:: Given problem ::
Leave out any picture and return the remaining listing below exactly as given.

:: Records for the task ::
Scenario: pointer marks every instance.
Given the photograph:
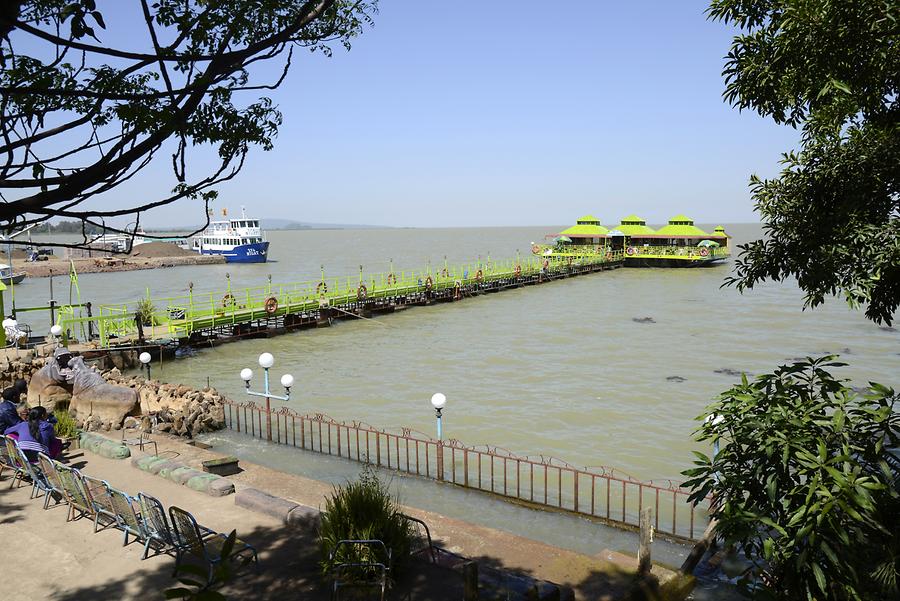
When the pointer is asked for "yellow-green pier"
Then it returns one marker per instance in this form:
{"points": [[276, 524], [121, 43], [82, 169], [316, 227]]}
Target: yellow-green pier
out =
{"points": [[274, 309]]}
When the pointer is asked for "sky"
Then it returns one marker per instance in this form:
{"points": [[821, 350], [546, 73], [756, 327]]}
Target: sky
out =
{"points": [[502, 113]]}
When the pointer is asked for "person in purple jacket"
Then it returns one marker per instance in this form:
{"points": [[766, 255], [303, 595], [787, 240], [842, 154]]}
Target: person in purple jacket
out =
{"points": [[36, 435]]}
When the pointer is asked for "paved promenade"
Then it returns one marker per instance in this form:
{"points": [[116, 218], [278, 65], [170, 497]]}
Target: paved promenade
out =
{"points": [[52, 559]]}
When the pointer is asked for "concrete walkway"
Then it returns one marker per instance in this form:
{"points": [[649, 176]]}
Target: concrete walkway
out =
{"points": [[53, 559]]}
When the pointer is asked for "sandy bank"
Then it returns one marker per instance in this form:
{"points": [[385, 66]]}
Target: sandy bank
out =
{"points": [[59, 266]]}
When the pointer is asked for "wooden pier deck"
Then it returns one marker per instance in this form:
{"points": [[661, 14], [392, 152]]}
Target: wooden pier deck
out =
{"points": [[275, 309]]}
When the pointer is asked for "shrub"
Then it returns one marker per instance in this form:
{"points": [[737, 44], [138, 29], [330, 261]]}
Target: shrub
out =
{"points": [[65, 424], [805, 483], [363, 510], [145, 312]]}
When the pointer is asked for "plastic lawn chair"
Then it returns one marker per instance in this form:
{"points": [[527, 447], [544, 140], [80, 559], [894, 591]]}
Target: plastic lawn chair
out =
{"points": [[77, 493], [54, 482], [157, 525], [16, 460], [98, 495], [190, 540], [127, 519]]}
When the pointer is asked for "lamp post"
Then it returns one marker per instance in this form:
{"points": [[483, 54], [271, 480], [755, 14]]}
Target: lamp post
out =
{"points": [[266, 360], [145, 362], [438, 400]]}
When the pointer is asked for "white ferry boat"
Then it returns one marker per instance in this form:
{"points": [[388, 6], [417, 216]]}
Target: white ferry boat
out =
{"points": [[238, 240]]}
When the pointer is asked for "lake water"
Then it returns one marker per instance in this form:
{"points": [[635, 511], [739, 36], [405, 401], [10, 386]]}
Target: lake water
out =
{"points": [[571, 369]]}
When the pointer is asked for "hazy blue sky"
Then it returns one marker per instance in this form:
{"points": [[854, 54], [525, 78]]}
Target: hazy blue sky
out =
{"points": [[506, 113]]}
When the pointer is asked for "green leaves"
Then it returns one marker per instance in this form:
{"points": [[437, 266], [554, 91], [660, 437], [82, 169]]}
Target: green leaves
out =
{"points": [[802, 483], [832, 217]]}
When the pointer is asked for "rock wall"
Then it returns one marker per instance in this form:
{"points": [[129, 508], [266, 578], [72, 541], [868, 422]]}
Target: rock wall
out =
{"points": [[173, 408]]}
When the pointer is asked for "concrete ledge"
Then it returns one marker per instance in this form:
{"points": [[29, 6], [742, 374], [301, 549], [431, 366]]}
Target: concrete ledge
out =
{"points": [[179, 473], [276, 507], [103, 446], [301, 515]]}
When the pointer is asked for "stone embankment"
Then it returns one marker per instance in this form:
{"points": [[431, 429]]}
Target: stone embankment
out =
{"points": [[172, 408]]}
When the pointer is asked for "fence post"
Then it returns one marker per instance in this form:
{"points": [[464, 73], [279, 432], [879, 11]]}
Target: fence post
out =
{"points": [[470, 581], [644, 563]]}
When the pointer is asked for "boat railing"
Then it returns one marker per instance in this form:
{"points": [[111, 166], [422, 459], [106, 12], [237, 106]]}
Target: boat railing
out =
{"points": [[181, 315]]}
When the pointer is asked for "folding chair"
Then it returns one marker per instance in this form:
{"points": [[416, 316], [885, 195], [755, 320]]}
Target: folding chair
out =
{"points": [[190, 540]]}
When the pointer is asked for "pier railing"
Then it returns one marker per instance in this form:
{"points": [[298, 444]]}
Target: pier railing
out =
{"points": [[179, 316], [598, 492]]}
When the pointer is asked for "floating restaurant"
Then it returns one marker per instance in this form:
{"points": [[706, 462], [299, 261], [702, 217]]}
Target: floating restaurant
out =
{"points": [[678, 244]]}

:: Result ::
Scenario: pointer marks every instance.
Given the photograph:
When the pointer is asked for "yellow-green pier"
Then it returns one marker per instance in this form:
{"points": [[276, 524], [121, 43], [82, 169], [316, 227]]}
Target: yellow-green pier
out =
{"points": [[274, 309]]}
When the pointer is asked for "sky"
Then it returns one marker per instance in this form:
{"points": [[821, 350], [546, 73], [756, 327]]}
Target: sky
out =
{"points": [[502, 113]]}
When the pointer is asked for "person in purple jacket"
Then it returns one marker per instance in this form:
{"points": [[766, 255], [303, 595], [787, 240], [842, 154]]}
Target: person in purple jacket
out =
{"points": [[36, 435]]}
When the pointer is asked for "paved promenade"
Then it returns one marker per instance in this form:
{"points": [[116, 218], [278, 65], [170, 497]]}
Target: paved promenade
out =
{"points": [[52, 559]]}
When the pointer is asked for "concrete walkway"
Then it returns one marker per instance in this form:
{"points": [[649, 176]]}
Target: concrete walkway
out =
{"points": [[53, 559]]}
When the pointer is asked for "sandy bank"
Then it returns one marker per instance in this form:
{"points": [[385, 66]]}
Target: sandy bank
out =
{"points": [[59, 266]]}
When the pointer is asked for "wooden pier deck"
Then it returns one marker per instance in this form:
{"points": [[661, 14], [392, 152]]}
Target: wooden pier deck
out =
{"points": [[275, 309]]}
When the pointer is asked for "shrub"
Then it returns one marker per instance in this form:
{"points": [[737, 44], [138, 29], [330, 261]]}
Target: shrub
out =
{"points": [[65, 424], [805, 483], [363, 510], [145, 312]]}
When the pointer is asked for "plastic lawn chair"
Then it returns one marker per instance in this form:
{"points": [[527, 447], [544, 140], [80, 559], [894, 591]]}
Target: plastic lawn chair
out =
{"points": [[77, 493], [54, 482], [157, 525], [16, 460], [98, 495], [190, 540], [127, 519]]}
When the pointer is asked for "lamp post"
Then it returns one marker per instance in this form:
{"points": [[483, 54], [271, 480], [755, 14]]}
Target: lamp post
out =
{"points": [[266, 360], [145, 362], [438, 400]]}
When the pointer is asked for "white ferry boat"
Then it returns one marker per instance in this form:
{"points": [[388, 6], [417, 216]]}
Target: white ferry boat
out =
{"points": [[238, 240]]}
When the pointer is asked for "lake water"
Then it returns one marker per instance in this form:
{"points": [[635, 511], [739, 36], [405, 401], [10, 386]]}
Target: lake water
out =
{"points": [[571, 369]]}
When the pointer is asked for "hazy blue sky"
Then it returns one marker per instance in this form:
{"points": [[854, 54], [525, 78]]}
Target: hazy blue sky
out =
{"points": [[506, 113]]}
When the pointer is asked for "green leaves"
Then it returns one marker per instance in this form:
{"points": [[437, 266], [554, 91], [660, 437], [82, 169]]}
Target: green leaves
out =
{"points": [[802, 483], [832, 217]]}
When the pointer is asked for "rock wall"
Then it returns one marker per instance in this form:
{"points": [[129, 508], [266, 578], [72, 541], [868, 422]]}
Target: rock wall
out =
{"points": [[173, 408]]}
When the pointer is asked for "concrete ledge"
Then it returns one marker per instance in this form:
{"points": [[29, 6], [742, 374], [301, 549], [431, 366]]}
Target: concrete ledge
out =
{"points": [[179, 473], [276, 507], [103, 446], [301, 515]]}
When the pointer is asked for "stone embankment"
Then it returns one marker per instance in this form:
{"points": [[431, 429]]}
Target: stone embankment
out =
{"points": [[172, 408]]}
When the pointer is asked for "fence post"
Then it returns one marker per instance in this form:
{"points": [[464, 73], [279, 432], [879, 11]]}
Target: fence post
out =
{"points": [[470, 581], [644, 563]]}
When the pointer is asked for "boat railing"
Then it returns one marker per instance in this form:
{"points": [[111, 166], [422, 459], [106, 12], [237, 106]]}
Target: boat railing
out =
{"points": [[181, 315]]}
When the pointer is asked for "folding chair"
Then it returns one marker per instance in this form:
{"points": [[416, 316], [885, 195], [755, 320]]}
Target: folding chair
out =
{"points": [[190, 540]]}
When the pointer is asked for "pier railing"
Then it returns one marker per instance in this form:
{"points": [[298, 444]]}
Target: pier railing
out =
{"points": [[179, 316], [598, 492]]}
When the pointer is asked for "floating restaurant"
Then it returns one marker per instance in this form:
{"points": [[706, 462], [299, 261], [702, 217]]}
Target: floating restaurant
out =
{"points": [[678, 244]]}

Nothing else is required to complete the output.